**练习题目:**
请照抄下面的数据：从开头一直抄到含有"positive clicks: (173, 82)"的那一行，首尾两行都要包括在内。

(已保存的条目)
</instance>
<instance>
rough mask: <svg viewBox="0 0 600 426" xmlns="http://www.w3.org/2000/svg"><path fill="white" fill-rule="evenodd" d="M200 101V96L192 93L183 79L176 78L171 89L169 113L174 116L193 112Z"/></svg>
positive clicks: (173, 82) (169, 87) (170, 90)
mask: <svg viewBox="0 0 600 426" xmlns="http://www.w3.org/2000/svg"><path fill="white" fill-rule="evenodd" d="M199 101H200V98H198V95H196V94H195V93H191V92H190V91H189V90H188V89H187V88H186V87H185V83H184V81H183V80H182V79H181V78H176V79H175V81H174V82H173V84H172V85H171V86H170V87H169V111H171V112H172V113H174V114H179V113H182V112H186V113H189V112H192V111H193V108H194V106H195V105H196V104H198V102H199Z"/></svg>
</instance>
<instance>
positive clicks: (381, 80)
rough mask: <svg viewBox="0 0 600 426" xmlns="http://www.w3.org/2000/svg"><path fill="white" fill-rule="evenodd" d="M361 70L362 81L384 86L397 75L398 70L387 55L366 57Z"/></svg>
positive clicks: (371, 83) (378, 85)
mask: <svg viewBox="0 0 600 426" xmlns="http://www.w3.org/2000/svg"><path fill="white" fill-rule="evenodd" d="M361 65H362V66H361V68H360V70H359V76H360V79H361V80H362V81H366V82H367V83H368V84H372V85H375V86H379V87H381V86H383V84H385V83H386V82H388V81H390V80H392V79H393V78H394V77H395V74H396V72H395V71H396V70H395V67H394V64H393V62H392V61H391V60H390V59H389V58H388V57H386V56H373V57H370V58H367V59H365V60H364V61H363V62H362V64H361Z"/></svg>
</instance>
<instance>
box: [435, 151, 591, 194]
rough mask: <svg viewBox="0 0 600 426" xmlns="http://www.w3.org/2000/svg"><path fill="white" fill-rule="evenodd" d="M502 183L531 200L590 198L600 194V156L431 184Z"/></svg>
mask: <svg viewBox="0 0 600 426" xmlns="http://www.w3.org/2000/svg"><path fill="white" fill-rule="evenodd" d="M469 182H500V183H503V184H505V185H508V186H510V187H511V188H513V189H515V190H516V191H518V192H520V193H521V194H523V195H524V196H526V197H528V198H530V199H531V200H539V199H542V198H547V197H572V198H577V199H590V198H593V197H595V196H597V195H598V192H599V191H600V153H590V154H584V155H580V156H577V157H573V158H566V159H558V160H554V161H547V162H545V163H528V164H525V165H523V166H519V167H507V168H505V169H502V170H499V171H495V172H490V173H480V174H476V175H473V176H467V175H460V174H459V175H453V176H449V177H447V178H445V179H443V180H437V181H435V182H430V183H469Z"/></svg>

**参考答案:**
</instance>
<instance>
rough mask: <svg viewBox="0 0 600 426" xmlns="http://www.w3.org/2000/svg"><path fill="white" fill-rule="evenodd" d="M200 101V96L192 93L183 79L176 78L171 89L169 113L174 116L193 112Z"/></svg>
positive clicks: (173, 82) (169, 87) (170, 90)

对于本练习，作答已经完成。